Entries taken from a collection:
——————————

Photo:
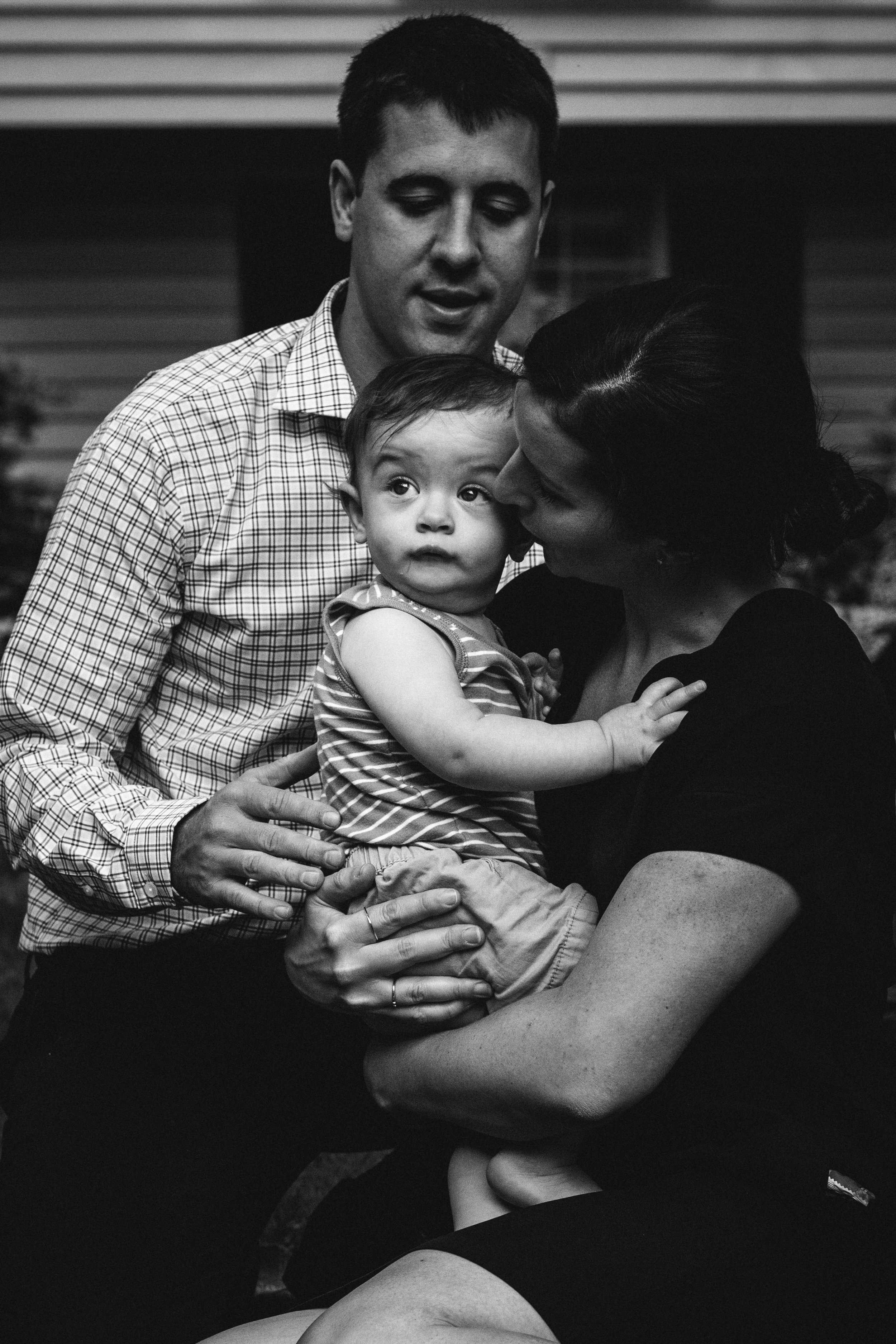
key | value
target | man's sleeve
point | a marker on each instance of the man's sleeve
(82, 661)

——————————

Write out the entries again with "sleeve" swapped for "cuff" everywhere and nothing else changed, leaving the pictures out.

Photo:
key | value
target | man's cuff
point | a marker on each instance of the man's cuff
(82, 661)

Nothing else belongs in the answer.